▸ ZIEL DER ÜBUNG
Schreib aus dem Text über die Ö1-Sendung den Teil von „Der renommierte ORF-Kultur- und“ bis einschließlich „Narrativ abgehandelt worden.“ Wort für Wort ab.

Es ist gut, dass es Punkt Eins gibt, eine ORF-Sendereihe, die immer wieder Lob verdient, nicht jedoch die jüngste Ausgabe zum Jahrestag der russischen Invasion in der Ukraine.

Udo Bachmair

Der renommierte ORF-Kultur- und Informationssender Ö1 ist dieses Mal in seiner Sendung „Punkt Eins“ seinem insgesamt zu Recht guten Ruf nicht gerecht geworden. Die komplexe Causa Ukrainekrieg ist vom eingeladenen „angeblichen“ (O-Ton eines Hörers) Experten Alexander Dubowy mit dem in den Leitmedien üblichen rein westlichen Narrativ abgehandelt worden.

Jede andere, jede differenzierende Sicht wird der Einfachheit halber mit dem Vorwurf abgetan, sie sei genährt von russischer Propaganda bzw. russischer Desinformation. Dass jeder Krieg auch ein informationskrieg ist und demnach beide Kriegsparteien Propaganda betreiben, scheint neben dem Experten auch Moderator Philipp Blom nicht bewusst zu sein.

▸ INFORMATIONEN
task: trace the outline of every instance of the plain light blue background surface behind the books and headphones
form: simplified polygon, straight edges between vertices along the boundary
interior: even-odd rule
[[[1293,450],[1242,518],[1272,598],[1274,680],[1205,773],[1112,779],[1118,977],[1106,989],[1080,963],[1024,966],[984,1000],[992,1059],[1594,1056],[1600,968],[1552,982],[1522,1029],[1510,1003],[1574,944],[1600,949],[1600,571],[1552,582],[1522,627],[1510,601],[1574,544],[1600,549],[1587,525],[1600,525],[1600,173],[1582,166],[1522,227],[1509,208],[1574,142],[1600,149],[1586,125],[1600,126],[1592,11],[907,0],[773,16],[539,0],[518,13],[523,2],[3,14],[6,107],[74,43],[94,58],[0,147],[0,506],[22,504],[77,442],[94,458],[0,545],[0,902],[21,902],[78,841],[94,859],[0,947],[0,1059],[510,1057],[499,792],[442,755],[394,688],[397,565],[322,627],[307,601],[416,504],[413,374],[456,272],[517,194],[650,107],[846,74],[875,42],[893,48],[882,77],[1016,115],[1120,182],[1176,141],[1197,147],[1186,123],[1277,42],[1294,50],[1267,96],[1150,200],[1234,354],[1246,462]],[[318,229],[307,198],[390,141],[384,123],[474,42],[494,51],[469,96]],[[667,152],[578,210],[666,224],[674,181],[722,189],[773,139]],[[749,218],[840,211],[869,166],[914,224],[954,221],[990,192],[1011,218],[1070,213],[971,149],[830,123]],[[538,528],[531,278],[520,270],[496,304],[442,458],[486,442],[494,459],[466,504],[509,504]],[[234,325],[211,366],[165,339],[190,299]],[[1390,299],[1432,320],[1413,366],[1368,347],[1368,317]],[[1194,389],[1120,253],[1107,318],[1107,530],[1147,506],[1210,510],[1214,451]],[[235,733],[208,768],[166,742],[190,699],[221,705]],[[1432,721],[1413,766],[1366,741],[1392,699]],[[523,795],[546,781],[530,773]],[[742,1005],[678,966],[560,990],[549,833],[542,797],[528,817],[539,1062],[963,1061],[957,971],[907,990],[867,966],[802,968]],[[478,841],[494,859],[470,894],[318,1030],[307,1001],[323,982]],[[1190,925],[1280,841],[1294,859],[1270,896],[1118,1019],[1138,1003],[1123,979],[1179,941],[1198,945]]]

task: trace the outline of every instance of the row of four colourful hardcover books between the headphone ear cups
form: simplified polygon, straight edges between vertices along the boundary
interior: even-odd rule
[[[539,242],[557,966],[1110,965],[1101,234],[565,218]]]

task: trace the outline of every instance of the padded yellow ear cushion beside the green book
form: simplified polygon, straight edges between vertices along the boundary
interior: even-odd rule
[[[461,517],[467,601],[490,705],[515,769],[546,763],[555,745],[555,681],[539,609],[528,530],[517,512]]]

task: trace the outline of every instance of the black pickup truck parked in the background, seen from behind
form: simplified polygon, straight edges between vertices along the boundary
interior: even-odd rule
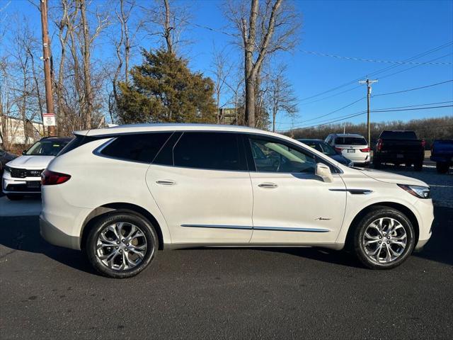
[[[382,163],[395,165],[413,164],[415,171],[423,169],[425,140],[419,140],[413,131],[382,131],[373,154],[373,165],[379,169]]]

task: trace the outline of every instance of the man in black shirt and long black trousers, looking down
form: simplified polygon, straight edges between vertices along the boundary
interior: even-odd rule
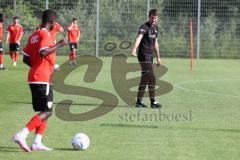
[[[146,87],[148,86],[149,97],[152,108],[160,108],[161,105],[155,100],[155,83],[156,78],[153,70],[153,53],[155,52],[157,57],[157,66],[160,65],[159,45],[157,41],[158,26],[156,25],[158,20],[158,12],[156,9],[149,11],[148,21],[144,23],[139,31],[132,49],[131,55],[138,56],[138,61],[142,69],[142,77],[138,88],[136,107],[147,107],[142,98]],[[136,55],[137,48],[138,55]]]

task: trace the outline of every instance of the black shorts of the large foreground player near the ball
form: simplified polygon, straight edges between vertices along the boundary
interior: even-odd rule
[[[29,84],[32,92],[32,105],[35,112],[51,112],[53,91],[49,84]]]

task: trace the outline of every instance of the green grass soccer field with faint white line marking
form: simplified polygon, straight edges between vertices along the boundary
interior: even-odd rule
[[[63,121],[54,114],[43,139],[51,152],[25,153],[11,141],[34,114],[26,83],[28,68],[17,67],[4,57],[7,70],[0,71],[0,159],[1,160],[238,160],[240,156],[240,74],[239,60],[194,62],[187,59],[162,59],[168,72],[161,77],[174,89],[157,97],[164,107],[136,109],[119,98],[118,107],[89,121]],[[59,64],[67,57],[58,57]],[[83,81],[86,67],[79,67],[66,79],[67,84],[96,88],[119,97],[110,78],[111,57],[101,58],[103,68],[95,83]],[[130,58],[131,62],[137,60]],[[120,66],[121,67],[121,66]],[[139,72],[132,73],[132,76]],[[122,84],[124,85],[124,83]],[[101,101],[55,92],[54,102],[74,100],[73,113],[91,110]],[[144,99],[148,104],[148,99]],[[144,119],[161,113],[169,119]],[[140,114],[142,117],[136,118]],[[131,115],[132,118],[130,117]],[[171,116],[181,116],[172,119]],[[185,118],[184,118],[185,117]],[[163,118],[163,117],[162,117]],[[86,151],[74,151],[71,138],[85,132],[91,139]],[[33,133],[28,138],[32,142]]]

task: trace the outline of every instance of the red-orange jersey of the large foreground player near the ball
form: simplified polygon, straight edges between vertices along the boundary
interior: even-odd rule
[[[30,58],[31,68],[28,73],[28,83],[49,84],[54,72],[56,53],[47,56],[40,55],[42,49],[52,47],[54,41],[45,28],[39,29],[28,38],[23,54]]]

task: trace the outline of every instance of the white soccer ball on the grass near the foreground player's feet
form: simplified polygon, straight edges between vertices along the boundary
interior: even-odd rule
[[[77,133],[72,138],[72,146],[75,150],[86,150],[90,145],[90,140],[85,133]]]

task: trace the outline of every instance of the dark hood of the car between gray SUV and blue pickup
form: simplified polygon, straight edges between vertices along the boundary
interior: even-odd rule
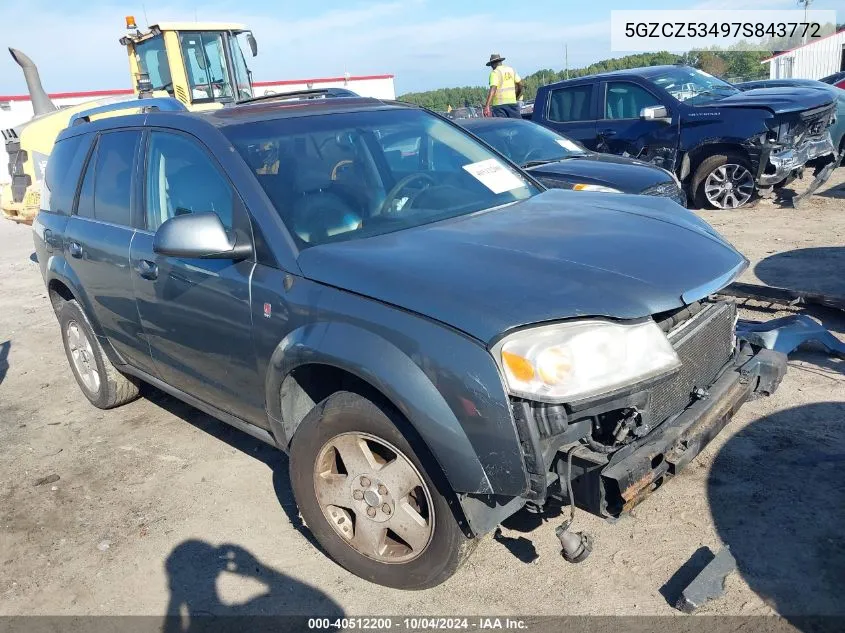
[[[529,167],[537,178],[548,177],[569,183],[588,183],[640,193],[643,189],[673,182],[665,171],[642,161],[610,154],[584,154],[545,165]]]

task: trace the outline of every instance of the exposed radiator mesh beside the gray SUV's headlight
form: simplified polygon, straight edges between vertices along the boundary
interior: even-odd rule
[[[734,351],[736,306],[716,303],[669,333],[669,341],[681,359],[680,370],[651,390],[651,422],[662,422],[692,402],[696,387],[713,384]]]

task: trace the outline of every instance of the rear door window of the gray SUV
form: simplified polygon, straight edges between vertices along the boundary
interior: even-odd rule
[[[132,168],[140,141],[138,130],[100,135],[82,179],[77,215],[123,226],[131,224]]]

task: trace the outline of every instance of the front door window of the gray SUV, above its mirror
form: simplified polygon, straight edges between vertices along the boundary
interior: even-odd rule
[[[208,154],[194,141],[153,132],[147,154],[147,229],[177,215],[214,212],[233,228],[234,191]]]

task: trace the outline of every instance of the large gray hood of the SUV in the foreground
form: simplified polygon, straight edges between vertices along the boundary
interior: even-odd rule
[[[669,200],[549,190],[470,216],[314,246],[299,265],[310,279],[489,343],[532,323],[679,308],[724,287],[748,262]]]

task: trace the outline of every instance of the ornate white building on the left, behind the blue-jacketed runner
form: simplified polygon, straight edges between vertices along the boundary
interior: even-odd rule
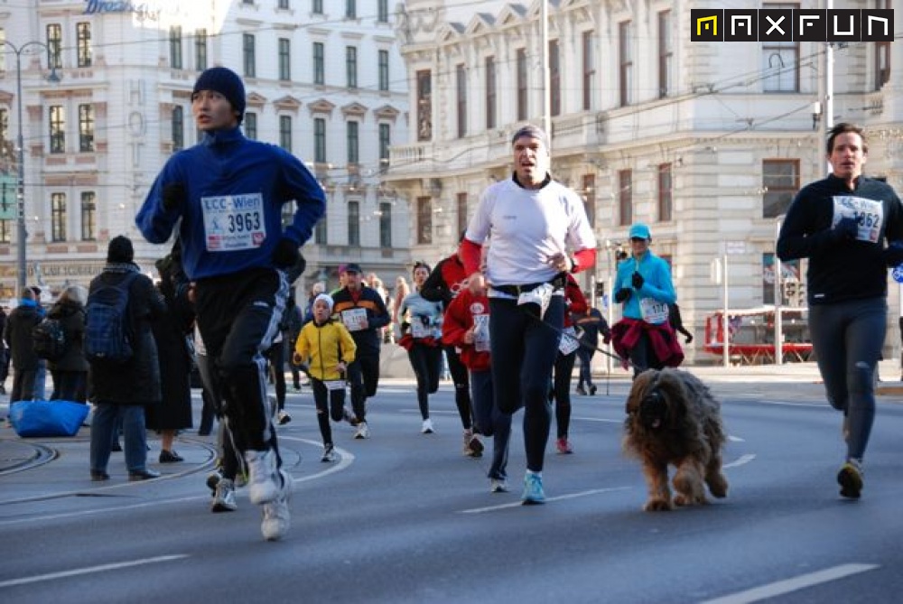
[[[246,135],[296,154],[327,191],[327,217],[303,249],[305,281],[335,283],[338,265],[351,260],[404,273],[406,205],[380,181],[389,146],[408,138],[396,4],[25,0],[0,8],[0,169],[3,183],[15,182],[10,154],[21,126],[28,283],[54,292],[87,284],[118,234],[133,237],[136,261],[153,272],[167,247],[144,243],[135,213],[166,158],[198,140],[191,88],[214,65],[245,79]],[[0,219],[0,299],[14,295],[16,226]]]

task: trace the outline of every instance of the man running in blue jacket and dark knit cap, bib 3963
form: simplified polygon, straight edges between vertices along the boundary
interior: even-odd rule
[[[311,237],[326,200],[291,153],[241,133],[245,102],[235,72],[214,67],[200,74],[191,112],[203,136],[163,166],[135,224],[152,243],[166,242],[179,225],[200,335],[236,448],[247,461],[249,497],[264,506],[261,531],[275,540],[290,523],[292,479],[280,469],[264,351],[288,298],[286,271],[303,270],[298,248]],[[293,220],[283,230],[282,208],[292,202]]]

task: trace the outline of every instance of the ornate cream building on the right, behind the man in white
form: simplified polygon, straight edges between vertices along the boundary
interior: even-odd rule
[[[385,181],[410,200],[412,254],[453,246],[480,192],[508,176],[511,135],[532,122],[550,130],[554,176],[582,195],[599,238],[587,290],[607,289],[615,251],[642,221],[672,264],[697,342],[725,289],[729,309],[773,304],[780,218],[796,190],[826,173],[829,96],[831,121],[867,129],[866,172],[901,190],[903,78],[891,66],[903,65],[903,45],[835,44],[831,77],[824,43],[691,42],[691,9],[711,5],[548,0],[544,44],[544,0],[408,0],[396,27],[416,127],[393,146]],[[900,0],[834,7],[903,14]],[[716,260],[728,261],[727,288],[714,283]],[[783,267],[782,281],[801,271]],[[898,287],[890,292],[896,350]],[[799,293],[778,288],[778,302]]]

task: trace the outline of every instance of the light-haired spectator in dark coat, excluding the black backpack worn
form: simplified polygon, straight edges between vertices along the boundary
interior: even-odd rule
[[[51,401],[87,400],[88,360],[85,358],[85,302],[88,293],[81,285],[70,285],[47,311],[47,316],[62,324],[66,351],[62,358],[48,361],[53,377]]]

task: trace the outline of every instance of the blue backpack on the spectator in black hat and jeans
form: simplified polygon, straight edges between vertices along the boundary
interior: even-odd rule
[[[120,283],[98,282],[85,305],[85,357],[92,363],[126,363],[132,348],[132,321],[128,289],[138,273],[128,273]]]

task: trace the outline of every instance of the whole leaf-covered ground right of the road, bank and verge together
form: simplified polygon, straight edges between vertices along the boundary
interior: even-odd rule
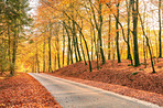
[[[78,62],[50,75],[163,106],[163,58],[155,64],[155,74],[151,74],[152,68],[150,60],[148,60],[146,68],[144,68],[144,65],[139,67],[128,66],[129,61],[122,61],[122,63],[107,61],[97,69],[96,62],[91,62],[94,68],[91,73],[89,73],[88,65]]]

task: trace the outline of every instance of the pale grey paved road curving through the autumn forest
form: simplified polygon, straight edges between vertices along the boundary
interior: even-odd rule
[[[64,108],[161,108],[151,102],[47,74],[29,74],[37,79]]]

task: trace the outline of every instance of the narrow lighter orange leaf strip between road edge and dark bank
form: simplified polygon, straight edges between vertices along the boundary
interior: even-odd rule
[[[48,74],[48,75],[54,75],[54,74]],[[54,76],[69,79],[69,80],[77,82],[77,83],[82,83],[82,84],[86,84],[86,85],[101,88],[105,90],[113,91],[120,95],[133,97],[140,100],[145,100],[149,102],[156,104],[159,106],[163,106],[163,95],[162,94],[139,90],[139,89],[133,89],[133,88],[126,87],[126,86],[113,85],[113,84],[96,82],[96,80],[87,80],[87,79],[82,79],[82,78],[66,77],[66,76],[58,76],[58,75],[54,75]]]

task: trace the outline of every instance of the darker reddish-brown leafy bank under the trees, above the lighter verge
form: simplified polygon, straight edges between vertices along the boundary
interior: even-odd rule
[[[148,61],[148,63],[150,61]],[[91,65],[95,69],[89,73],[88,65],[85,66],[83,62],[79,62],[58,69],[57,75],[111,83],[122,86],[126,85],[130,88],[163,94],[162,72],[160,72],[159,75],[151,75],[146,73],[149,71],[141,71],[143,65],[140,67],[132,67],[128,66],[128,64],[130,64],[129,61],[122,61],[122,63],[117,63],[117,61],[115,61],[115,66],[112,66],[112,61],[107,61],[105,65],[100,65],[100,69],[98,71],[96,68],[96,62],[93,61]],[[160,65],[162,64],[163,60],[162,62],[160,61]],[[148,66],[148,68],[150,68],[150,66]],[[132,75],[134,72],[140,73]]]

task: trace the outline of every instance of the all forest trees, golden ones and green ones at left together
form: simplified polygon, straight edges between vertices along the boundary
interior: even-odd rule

▸ SCHRIFTLICHE ANTWORT
Der renommierte ORF-Kultur- und Informationssender Ö1 ist dieses Mal in seiner Sendung „Punkt Eins“ seinem insgesamt zu Recht guten Ruf nicht gerecht geworden. Die komplexe Causa Ukrainekrieg ist vom eingeladenen „angeblichen“ (O-Ton eines Hörers) Experten Alexander Dubowy mit dem in den Leitmedien üblichen rein westlichen Narrativ abgehandelt worden.